- **Task requirements**
1 > Could you gather every line in the rows below that contains the string "uniform" and copy each one out?
2 > Can you carry the article on former president Manuel Zelaya's return to Honduras further, picking up after its last sentence?

Excerpt provided start

Close

Support Global Voices

To stay independent, free, and sustainable, our community needs the help of friends and readers like you.

Donate now »

See all those languages up there? We translate Global Voices stories to make the world's citizen media available to everyone.

Learn more about Lingua Translation  »

Honduras: Former President Manuel Zelaya Returns

Former president Manuel Zelaya returned to Honduras on Saturday, May 28, 2011, amid celebratory cries from his supporters and skepticism from his opponents. Zelaya was removed from office almost 2 years ago through a coup d'etat.

After refusing to reinstate Zelaya in 2009, Honduras was suspended from the Organization of American States. Now, Zelaya's peaceful return paves the way for the country's re-entry into the organization, as settled in ‘The Cartagena Accord,‘ an agreement signed by Zelaya and his successor, Porfirio Lobo.

The Latin Americanist blog explains:

The pact, which was facilitated by the Colombian and Venezuelan governments, also permits for the country's planned return to the Organization of American States (OAS). According to the Council on Hemispheric Affairs, OAS Secretary General José Miguel Insulza claimed that Honduras “has already met the necessary conditions for its reentry into the organization”. Reinstatement could come as soon as next month.

Secretary general of the OAS, José Miguel Insulza with former president Mel Zelaya in Tegucigalpa, Honduras on May 28, 2011 (CC BY-NC-ND 2.0).

Secretary general of the OAS, José Miguel Insulza with former president Mel Zelaya in Tegucigalpa, Honduras on May 28, 2011 (CC BY-NC-ND 2.0).

Several bloggers wrote anticipating the ousted president's return. Belén Fernández in PULSE blogged about the rhetoric used by Zelaya's opponents:

Despite the accord, golpista rhetoric continues in the same broken-record fashion as always, and the first person I spoke with upon setting foot in the capital city informed me—as though it were urgent news and not something I had been repeatedly informed of for four months in 2009—that Zelaya had sought to remain president for life.

La Gringa’s Blogcito described the expectant atmosphere that was felt before Zelaya’s return:

Tomorrow, May 28th is the big day. The second coming of the messiah, or at least that is how the return of the former president Mel Zelaya is being treated in some quarters. I don't know how Zelaya could possibly live up to the expectations. For that, I am sorry. Not sorry for Mel, but sorry for the people who think that his coming will somehow change their lives or prospects.

On May 28, ‘La Gringa’ periodically updated a post on the day’s events.

3:00 p.m. This crowd has been waiting for four hours to see their leader! Some have been waiting since 6 p.m. yesterday. I guess Insulza [Secretary General of the Organization of American States] and the other dignitaries waiting to welcome him have been waiting a few hours for their lunch, too. Total lack of respect for everyone, most of all the pueblo that he claims to represent. It's all about Mel. Always has been.

Excerpt provided end
Materials provided start

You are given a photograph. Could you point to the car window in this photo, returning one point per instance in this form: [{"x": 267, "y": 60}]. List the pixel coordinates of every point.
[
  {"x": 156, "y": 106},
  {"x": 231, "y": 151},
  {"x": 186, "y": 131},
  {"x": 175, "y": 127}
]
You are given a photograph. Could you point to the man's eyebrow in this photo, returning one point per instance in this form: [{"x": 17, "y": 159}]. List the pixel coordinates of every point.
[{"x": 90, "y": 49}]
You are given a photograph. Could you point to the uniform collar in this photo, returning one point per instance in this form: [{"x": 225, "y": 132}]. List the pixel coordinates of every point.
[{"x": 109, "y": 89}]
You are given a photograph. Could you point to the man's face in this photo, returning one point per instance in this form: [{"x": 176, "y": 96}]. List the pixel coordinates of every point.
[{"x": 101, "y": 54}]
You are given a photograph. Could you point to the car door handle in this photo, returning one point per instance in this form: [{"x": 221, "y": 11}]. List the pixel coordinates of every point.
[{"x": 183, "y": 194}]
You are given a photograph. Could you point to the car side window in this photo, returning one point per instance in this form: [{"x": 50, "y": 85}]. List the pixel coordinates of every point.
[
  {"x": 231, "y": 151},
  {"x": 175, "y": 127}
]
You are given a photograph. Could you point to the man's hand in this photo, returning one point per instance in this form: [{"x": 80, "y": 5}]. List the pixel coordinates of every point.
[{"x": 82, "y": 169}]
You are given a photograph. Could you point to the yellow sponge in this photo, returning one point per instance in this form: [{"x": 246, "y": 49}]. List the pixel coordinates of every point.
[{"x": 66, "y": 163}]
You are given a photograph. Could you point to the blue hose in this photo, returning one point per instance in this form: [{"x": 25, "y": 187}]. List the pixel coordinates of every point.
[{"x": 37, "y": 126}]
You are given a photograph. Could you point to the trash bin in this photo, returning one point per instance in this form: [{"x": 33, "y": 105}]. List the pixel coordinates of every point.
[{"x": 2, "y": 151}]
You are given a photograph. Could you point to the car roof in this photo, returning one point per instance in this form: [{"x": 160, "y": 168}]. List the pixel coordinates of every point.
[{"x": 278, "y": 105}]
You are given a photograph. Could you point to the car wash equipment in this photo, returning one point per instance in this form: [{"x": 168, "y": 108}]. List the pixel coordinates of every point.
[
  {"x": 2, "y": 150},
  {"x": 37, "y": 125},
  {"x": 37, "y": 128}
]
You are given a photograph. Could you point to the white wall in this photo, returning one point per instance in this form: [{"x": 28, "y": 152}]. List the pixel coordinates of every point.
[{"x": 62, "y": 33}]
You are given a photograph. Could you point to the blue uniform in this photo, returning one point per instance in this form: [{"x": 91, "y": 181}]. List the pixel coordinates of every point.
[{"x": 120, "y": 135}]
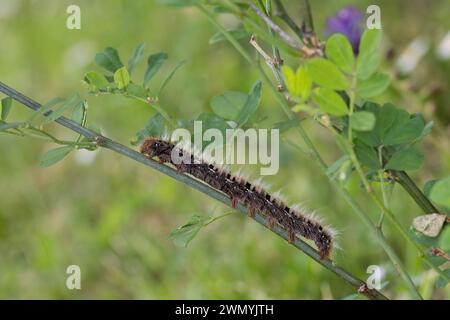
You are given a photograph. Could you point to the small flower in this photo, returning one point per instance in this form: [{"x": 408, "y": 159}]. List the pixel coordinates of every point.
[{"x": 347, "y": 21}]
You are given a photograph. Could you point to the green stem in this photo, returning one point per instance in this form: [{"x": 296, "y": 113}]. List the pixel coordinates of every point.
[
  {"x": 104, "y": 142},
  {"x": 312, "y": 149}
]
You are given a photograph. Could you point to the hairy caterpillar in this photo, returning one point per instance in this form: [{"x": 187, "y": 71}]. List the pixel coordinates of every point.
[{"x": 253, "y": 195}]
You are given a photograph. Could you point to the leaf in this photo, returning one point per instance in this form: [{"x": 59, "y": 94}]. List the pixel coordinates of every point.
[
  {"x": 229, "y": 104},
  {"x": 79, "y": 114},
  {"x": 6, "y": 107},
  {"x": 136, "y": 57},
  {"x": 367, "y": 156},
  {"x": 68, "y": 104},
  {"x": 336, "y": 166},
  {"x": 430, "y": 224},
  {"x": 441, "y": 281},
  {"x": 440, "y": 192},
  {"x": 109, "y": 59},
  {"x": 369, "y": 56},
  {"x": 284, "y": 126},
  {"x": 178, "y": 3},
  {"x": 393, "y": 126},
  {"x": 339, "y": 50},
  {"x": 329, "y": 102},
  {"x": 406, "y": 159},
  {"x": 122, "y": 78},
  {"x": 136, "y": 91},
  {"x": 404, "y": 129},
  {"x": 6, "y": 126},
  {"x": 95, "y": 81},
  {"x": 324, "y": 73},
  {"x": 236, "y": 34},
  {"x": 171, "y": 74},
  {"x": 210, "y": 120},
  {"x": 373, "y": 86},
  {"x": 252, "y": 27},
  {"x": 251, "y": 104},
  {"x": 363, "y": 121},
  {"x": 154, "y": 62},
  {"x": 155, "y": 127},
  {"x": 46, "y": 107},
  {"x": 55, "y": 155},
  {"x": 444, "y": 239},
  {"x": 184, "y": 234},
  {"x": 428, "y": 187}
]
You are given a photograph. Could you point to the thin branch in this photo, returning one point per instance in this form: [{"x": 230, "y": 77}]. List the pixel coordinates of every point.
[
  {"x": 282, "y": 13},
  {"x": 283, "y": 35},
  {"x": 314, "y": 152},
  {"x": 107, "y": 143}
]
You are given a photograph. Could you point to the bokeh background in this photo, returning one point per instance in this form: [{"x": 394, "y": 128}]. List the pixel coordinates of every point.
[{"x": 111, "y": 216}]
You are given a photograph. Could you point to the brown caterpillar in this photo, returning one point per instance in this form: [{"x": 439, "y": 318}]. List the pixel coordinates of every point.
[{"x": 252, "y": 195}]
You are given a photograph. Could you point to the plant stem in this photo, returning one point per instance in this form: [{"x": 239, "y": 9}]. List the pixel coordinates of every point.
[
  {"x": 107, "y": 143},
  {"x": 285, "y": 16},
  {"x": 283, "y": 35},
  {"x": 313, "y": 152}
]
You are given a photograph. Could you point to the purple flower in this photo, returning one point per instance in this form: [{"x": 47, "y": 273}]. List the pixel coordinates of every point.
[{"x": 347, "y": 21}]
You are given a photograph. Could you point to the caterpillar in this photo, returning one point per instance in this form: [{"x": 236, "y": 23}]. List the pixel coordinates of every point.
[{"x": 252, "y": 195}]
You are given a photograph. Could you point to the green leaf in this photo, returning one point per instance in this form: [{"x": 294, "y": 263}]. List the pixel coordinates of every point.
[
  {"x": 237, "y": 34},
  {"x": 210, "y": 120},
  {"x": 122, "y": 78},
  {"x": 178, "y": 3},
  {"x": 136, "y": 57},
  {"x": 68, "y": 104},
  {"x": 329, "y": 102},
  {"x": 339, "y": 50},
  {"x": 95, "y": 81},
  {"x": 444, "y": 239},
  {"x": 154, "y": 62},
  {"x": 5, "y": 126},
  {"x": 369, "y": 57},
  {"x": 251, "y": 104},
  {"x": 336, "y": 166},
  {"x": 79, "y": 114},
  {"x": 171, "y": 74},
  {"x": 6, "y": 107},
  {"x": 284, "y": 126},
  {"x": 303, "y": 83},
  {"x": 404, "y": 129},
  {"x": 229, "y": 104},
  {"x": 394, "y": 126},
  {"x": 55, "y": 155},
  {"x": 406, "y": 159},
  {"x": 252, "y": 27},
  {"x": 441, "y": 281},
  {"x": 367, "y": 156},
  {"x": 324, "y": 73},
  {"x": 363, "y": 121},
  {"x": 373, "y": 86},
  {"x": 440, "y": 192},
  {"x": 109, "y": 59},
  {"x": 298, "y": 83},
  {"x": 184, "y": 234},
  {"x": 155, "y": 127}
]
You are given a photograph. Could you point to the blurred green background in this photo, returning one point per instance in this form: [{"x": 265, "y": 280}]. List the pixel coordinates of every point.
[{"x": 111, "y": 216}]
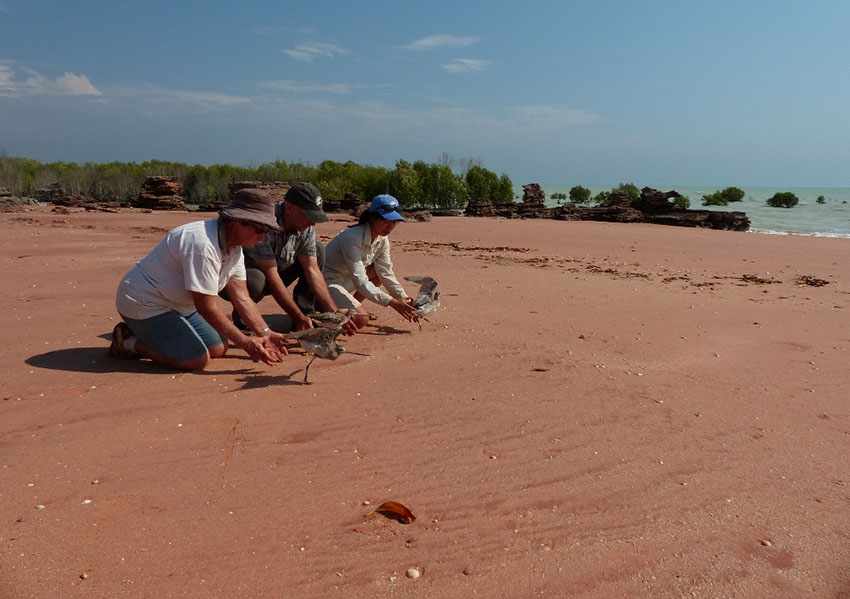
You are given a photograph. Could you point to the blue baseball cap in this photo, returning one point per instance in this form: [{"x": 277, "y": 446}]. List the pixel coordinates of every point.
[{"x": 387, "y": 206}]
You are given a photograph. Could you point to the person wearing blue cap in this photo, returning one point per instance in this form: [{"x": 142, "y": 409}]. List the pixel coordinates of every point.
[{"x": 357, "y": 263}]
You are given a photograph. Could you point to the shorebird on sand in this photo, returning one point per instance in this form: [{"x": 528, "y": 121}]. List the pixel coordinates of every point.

Materials provided end

- **Answers to the problems**
1 >
You are given a photograph. Could you point to the uniform collar in this photo, returning one point per instance in this form: [{"x": 225, "y": 132}]. List the pixel coordinates of every point.
You are given a photograph. Could you point to the blue uniform in this photo, returning one point per instance in this form: [{"x": 91, "y": 181}]. List the pixel coordinates of every point.

2 >
In Nacer en Honduras [es], a blogger under the pseudonym Árdegas criticised Zelaya’s government, but added,

En mi opinión, es positivo que Mel venga a Honduras. No hay por qué temer. Con su venida se le bajará el perfil internacional al drama del “golpe de Estado”. Se cierra un círculo y se derrumba el mito de que Mel es un perseguido político.

In my opinion, it is a positive thing that Mel comes to Honduras. There is nothing to fear. His arrival lowers the international profile of the “coup” drama. A cycle is closed and the myth that Mel suffers from political persecution collapases.

Árdegas concluded:

El ex-presidente Zelaya causará cierta agitación con su venida, al principio, pero luego dejará de ser una novedad, aunque siempre mantendrá cierto liderazgo entre sus seguidores incondicionales.

Former President Zelaya will cause a degree of agitation with his arrival, at first, but later it will stop being a novelty, although he will always maintain a certain leadership role among his unconditional followers.

But some Hondurans were not as optimistic. While waiting for Zelaya’s arrival, the blogger behind MelWars [es] argued that the former president's return will cause division among the people:

A partir de Hoy, Honduras tendrá dos presidentes, dos tipos de pueblo, y el fraccionamiento será absoluto, una brecha demasiado grande como para sanarla, está divisón será permanente, de eso ya no cabe duda.

Starting today, Honduras will have two presidents, two types of people, and the division will be absolute, a gap too big to heal, this division will be permanent, there is no doubt about that.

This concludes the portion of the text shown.